### Provided data:
════════
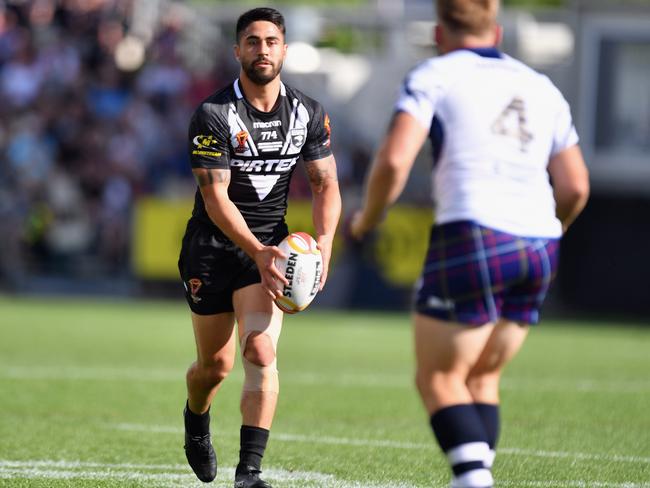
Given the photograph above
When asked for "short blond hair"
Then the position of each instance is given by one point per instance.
(473, 17)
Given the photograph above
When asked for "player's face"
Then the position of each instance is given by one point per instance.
(261, 51)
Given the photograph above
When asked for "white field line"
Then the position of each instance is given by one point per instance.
(159, 429)
(369, 380)
(128, 472)
(174, 475)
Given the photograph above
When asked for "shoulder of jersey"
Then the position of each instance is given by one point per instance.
(223, 96)
(305, 99)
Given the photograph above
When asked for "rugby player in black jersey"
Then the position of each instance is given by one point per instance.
(244, 142)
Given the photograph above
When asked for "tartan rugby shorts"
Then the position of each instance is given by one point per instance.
(475, 275)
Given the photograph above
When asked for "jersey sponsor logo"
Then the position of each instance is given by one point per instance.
(266, 125)
(204, 146)
(298, 137)
(195, 285)
(264, 165)
(435, 302)
(197, 152)
(241, 137)
(512, 123)
(328, 128)
(204, 142)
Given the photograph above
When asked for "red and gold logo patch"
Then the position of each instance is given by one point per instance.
(328, 128)
(195, 286)
(242, 137)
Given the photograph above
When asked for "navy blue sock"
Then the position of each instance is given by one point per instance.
(489, 414)
(461, 435)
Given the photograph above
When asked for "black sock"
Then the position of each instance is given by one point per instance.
(489, 414)
(461, 435)
(253, 443)
(196, 424)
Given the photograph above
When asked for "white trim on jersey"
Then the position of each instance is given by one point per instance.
(234, 121)
(240, 95)
(292, 121)
(501, 122)
(238, 92)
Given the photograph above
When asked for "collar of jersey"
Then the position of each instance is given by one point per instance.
(485, 52)
(240, 95)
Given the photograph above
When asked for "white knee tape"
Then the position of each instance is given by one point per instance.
(261, 378)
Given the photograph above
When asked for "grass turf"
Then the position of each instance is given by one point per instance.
(91, 394)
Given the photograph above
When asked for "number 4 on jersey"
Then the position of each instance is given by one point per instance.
(512, 123)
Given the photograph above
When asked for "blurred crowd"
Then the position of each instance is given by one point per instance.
(82, 137)
(95, 101)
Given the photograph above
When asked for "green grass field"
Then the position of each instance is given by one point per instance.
(91, 394)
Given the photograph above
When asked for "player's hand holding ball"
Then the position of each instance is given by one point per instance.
(302, 269)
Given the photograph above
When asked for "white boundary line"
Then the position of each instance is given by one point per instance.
(174, 475)
(159, 429)
(177, 476)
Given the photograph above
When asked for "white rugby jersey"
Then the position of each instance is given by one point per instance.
(494, 124)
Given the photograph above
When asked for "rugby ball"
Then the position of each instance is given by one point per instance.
(302, 268)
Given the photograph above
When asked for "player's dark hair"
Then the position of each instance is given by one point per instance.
(468, 16)
(262, 13)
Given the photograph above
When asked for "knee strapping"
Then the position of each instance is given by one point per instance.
(258, 377)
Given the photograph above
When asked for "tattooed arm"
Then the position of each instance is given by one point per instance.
(213, 184)
(326, 205)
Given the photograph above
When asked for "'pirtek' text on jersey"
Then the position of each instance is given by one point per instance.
(261, 150)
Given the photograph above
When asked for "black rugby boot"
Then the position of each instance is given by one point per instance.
(249, 477)
(198, 448)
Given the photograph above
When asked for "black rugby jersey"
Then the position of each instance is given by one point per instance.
(260, 148)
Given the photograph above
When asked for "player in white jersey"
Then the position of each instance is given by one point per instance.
(508, 179)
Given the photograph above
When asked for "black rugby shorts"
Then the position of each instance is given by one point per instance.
(212, 269)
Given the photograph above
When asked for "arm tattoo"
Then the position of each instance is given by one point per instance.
(207, 177)
(319, 175)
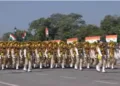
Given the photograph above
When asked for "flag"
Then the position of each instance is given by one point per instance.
(71, 40)
(24, 35)
(92, 39)
(12, 37)
(46, 32)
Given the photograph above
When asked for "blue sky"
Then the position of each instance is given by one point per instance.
(20, 14)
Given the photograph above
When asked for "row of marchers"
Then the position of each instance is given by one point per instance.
(29, 55)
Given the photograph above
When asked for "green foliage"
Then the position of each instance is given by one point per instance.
(63, 26)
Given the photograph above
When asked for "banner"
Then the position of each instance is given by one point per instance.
(111, 38)
(71, 40)
(92, 39)
(12, 37)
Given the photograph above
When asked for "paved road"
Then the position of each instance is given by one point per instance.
(60, 77)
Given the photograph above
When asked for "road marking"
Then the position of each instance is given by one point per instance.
(67, 77)
(42, 74)
(8, 84)
(107, 82)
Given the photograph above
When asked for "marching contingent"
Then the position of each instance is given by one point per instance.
(58, 54)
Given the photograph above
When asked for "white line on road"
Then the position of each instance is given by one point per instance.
(42, 74)
(8, 84)
(67, 77)
(107, 82)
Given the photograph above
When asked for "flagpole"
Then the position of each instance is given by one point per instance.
(47, 34)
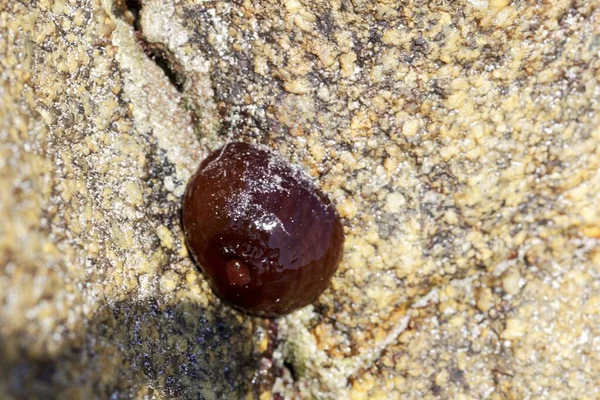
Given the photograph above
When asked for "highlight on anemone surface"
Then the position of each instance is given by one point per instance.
(266, 237)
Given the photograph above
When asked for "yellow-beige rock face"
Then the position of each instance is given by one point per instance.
(459, 139)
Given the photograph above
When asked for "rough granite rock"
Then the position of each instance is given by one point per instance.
(459, 139)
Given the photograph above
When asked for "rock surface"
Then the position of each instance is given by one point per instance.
(459, 140)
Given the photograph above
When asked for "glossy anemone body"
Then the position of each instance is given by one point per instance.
(268, 240)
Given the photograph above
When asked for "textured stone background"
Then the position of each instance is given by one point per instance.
(458, 138)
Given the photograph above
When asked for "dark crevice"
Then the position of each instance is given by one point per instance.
(129, 11)
(134, 7)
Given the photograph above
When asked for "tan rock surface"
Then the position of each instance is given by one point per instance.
(459, 139)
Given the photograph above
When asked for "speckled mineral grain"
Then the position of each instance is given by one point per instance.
(460, 140)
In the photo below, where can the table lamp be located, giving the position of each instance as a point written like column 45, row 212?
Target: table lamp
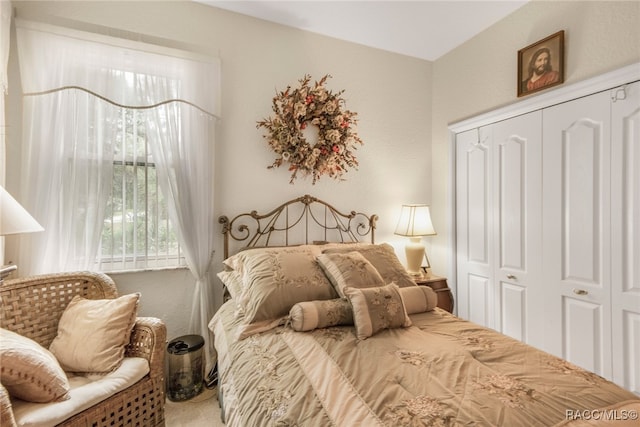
column 14, row 219
column 415, row 222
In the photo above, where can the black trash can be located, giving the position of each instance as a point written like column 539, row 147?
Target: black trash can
column 185, row 367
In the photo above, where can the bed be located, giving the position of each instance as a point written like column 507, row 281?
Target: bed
column 323, row 327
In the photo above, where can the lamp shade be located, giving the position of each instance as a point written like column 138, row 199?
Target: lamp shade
column 14, row 219
column 415, row 220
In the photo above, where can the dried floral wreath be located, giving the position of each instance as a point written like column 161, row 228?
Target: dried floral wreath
column 294, row 110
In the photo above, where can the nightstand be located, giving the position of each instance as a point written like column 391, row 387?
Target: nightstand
column 438, row 284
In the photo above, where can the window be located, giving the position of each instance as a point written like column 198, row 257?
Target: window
column 137, row 233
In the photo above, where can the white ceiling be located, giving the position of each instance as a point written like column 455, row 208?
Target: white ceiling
column 425, row 29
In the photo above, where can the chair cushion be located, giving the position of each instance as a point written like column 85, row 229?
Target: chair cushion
column 86, row 391
column 29, row 371
column 92, row 334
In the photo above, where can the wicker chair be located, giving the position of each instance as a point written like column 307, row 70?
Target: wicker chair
column 32, row 307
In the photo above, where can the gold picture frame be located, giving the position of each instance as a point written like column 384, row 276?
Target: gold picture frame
column 541, row 64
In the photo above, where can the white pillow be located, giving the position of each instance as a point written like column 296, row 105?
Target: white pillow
column 92, row 334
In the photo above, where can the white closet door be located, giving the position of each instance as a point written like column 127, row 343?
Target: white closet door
column 517, row 178
column 474, row 218
column 576, row 242
column 625, row 235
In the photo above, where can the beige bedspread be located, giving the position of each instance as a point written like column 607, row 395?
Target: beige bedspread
column 441, row 371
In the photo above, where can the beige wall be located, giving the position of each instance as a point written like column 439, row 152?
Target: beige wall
column 391, row 94
column 481, row 75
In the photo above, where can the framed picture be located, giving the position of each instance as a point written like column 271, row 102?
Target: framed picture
column 541, row 64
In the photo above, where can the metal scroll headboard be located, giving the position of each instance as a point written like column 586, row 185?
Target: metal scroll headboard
column 304, row 220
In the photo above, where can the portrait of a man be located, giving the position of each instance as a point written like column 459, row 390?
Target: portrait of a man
column 541, row 64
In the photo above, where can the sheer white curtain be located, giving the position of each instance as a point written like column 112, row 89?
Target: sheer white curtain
column 184, row 154
column 74, row 82
column 66, row 179
column 5, row 39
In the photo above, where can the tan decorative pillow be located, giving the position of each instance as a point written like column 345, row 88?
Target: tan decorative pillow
column 92, row 334
column 418, row 299
column 309, row 315
column 375, row 309
column 29, row 371
column 274, row 280
column 384, row 259
column 349, row 269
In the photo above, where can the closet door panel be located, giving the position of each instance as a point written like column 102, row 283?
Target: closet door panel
column 517, row 150
column 576, row 244
column 625, row 235
column 473, row 222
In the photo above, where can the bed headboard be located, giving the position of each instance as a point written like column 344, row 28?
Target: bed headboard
column 304, row 220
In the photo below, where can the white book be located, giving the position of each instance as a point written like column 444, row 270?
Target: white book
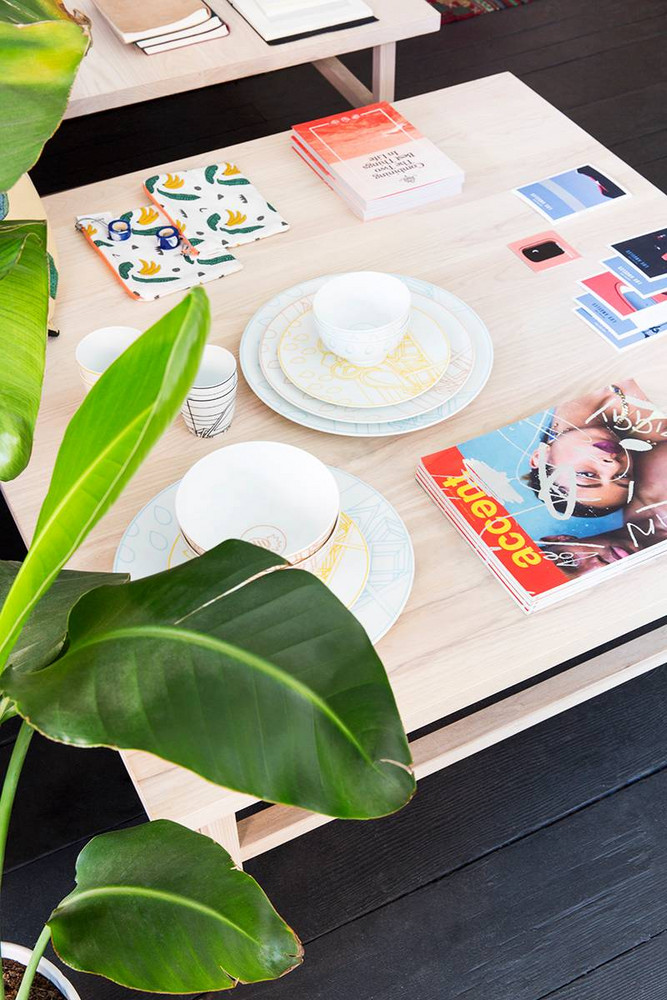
column 190, row 40
column 151, row 18
column 303, row 22
column 173, row 36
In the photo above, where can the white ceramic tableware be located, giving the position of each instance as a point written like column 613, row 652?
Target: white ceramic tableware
column 412, row 368
column 424, row 313
column 209, row 406
column 265, row 492
column 370, row 566
column 100, row 349
column 362, row 316
column 327, row 421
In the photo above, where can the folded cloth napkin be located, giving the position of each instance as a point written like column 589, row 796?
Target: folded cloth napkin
column 145, row 271
column 216, row 201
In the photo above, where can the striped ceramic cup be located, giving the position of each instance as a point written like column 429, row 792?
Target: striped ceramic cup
column 209, row 405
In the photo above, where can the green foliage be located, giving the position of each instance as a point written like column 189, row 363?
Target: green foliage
column 24, row 304
column 190, row 920
column 41, row 46
column 107, row 439
column 265, row 684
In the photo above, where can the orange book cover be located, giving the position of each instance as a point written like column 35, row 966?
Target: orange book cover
column 376, row 152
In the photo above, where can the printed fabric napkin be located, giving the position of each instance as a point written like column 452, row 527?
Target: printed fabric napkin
column 145, row 271
column 217, row 201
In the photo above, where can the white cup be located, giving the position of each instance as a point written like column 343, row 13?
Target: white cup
column 209, row 406
column 362, row 316
column 100, row 349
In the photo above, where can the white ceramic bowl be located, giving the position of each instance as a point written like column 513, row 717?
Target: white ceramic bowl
column 264, row 492
column 100, row 349
column 362, row 316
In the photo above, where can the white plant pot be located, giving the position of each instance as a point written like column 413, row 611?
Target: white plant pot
column 47, row 969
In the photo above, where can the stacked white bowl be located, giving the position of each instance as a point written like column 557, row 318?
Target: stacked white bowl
column 362, row 316
column 273, row 495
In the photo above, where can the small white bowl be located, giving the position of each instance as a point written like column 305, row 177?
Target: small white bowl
column 274, row 495
column 99, row 349
column 362, row 316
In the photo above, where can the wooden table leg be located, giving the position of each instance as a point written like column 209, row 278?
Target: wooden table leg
column 384, row 71
column 225, row 832
column 344, row 80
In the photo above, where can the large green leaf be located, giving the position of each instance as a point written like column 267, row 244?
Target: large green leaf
column 45, row 631
column 160, row 908
column 41, row 46
column 269, row 686
column 106, row 440
column 24, row 304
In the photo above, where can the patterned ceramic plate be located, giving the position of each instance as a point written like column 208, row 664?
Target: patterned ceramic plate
column 370, row 568
column 419, row 361
column 473, row 325
column 458, row 369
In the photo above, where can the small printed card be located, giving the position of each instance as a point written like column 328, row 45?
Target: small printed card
column 543, row 251
column 647, row 253
column 145, row 271
column 215, row 202
column 571, row 192
column 622, row 298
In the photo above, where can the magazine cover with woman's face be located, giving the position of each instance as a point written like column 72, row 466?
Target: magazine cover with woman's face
column 584, row 485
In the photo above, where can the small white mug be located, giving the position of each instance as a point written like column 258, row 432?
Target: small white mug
column 99, row 349
column 209, row 406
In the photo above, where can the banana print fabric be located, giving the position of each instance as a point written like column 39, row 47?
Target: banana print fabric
column 145, row 271
column 217, row 202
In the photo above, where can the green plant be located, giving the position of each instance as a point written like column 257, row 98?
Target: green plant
column 235, row 665
column 41, row 46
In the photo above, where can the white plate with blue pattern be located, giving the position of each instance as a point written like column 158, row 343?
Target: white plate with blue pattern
column 324, row 420
column 371, row 568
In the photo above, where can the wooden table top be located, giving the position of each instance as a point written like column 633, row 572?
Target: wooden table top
column 114, row 74
column 461, row 637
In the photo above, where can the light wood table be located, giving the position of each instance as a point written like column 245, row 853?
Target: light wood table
column 461, row 638
column 113, row 74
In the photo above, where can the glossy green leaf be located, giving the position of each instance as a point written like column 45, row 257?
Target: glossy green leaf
column 265, row 684
column 24, row 304
column 43, row 635
column 107, row 439
column 41, row 46
column 160, row 908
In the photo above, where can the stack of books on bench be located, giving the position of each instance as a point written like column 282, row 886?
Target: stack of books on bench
column 278, row 21
column 562, row 500
column 376, row 160
column 161, row 25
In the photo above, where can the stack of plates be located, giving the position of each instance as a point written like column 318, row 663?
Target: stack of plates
column 370, row 566
column 440, row 366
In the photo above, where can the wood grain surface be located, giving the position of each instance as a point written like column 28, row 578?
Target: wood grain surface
column 461, row 637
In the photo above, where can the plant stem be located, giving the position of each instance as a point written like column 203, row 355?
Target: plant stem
column 16, row 760
column 31, row 967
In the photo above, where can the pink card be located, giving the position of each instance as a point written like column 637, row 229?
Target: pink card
column 544, row 250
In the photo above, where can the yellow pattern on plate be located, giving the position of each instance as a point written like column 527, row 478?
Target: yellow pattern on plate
column 418, row 362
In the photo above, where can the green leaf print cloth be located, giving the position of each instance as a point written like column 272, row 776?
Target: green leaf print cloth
column 216, row 202
column 145, row 271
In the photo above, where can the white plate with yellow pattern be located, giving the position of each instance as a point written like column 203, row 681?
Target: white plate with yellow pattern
column 370, row 567
column 412, row 368
column 457, row 373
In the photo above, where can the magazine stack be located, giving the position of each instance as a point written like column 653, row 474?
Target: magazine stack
column 563, row 499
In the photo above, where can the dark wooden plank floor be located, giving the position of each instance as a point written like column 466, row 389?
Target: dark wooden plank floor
column 539, row 867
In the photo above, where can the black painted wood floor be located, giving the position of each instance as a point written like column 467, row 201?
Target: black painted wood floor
column 537, row 868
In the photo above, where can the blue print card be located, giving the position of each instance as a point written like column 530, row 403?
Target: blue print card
column 648, row 253
column 628, row 273
column 621, row 333
column 571, row 192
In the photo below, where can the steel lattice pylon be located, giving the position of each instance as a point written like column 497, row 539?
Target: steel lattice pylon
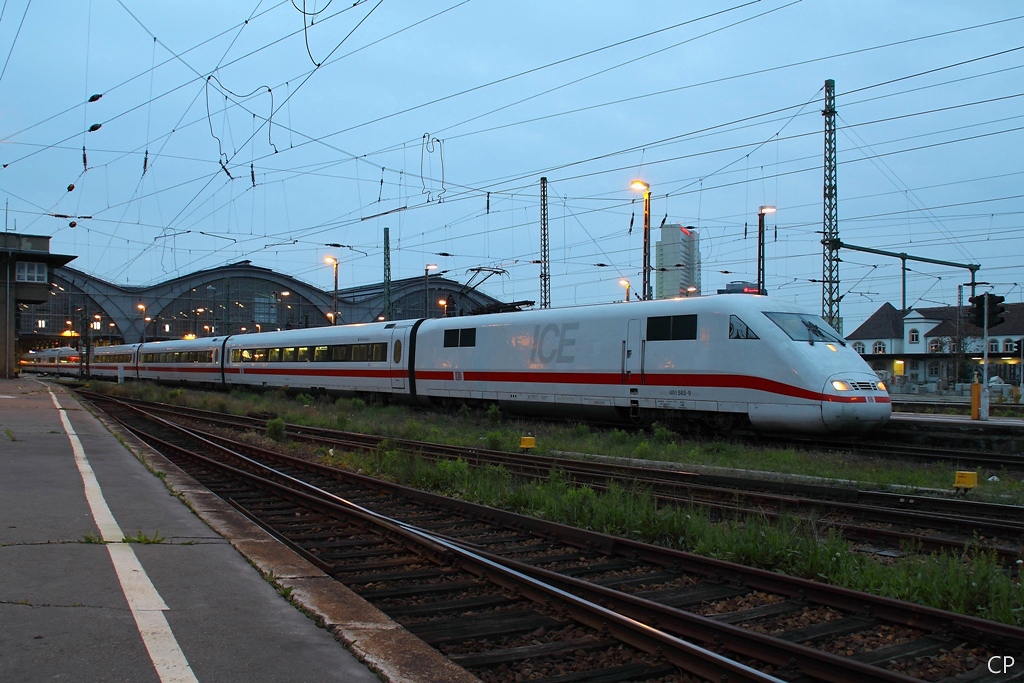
════════
### Requirement:
Search the records for the word "logo" and return every line that holds it.

### Worked solution:
When asked for "jersey sponsor logo"
When asked for "red and gold logo patch"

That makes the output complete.